Task statement: Using the entries below, show all lines with the string "pier".

Exercise data:
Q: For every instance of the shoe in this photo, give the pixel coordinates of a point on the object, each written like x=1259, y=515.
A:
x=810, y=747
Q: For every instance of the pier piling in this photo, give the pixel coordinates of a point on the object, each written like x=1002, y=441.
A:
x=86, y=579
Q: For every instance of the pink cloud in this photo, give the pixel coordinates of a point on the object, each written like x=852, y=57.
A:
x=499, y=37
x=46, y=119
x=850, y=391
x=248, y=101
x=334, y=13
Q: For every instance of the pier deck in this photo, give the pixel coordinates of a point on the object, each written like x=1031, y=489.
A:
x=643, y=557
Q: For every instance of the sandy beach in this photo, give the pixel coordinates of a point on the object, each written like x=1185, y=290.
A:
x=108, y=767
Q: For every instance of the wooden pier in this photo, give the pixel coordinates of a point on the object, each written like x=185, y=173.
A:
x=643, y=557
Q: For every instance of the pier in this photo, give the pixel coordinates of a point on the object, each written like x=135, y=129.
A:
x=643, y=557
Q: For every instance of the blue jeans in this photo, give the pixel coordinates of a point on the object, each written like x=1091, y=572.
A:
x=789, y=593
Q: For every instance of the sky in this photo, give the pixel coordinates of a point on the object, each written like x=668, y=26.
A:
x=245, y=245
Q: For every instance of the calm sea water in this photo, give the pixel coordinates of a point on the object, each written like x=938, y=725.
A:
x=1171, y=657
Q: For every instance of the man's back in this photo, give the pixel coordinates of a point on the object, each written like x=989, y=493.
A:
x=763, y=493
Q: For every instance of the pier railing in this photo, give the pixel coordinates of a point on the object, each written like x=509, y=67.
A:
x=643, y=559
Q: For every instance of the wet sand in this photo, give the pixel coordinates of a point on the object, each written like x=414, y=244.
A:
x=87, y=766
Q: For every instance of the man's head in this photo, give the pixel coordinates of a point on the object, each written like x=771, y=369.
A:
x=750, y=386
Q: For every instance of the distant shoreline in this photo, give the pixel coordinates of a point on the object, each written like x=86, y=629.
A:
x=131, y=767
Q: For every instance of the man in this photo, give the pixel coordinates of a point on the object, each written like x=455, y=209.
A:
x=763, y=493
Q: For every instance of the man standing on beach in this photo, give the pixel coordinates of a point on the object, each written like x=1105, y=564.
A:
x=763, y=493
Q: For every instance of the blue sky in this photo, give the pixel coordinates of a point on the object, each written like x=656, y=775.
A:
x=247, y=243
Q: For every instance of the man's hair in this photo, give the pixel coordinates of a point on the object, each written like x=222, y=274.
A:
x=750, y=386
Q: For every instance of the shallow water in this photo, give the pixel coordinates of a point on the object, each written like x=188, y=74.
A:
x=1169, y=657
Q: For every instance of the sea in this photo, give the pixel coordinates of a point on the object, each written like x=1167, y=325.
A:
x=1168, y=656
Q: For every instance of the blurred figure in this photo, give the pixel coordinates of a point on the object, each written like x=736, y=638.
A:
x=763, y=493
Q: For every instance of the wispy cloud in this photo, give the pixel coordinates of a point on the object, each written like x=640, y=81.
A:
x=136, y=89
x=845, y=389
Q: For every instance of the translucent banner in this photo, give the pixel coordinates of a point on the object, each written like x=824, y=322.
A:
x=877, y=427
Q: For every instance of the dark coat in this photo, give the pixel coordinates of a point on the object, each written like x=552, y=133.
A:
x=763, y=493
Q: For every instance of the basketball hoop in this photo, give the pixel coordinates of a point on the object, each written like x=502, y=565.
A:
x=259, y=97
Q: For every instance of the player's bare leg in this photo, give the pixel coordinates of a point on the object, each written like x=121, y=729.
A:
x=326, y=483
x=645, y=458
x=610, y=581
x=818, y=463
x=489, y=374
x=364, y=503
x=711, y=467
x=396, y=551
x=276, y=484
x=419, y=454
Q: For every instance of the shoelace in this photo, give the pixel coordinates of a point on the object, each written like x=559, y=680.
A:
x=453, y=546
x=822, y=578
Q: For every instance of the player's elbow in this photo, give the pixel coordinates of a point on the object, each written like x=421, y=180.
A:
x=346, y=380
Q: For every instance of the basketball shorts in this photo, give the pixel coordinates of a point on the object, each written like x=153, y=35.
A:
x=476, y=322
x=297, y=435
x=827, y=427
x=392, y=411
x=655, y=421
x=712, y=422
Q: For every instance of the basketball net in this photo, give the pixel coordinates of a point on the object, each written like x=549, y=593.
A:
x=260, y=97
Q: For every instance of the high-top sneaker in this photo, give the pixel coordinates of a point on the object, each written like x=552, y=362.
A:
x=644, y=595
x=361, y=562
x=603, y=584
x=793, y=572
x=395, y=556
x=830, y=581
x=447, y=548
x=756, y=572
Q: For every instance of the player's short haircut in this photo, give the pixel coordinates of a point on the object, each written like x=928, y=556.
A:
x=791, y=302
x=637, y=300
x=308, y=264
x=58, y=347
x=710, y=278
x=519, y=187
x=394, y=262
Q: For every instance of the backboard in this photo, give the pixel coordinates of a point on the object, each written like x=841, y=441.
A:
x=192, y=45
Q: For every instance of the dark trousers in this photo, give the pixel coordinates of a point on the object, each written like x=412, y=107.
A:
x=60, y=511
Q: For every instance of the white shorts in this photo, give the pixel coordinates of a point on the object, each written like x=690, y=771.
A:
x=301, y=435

Answer below:
Q: For every instance of the pier piling in this photo, give the pixel coordinates of a point on the object, each written like x=1002, y=441.
Q: For every instance of the pier deck in this photo, give the pixel coordinates of a point on the object, each written like x=1031, y=489.
Q: For every instance of the wooden pier in this photo, give the pixel coordinates of a point on the object, each written like x=185, y=173.
Q: For every instance of the pier in this photo, give the pixel coordinates of a point on the object, each written like x=135, y=129.
Q: For every instance of the pier railing in this photo, give the pixel coordinates of a point on the object, each written like x=509, y=67.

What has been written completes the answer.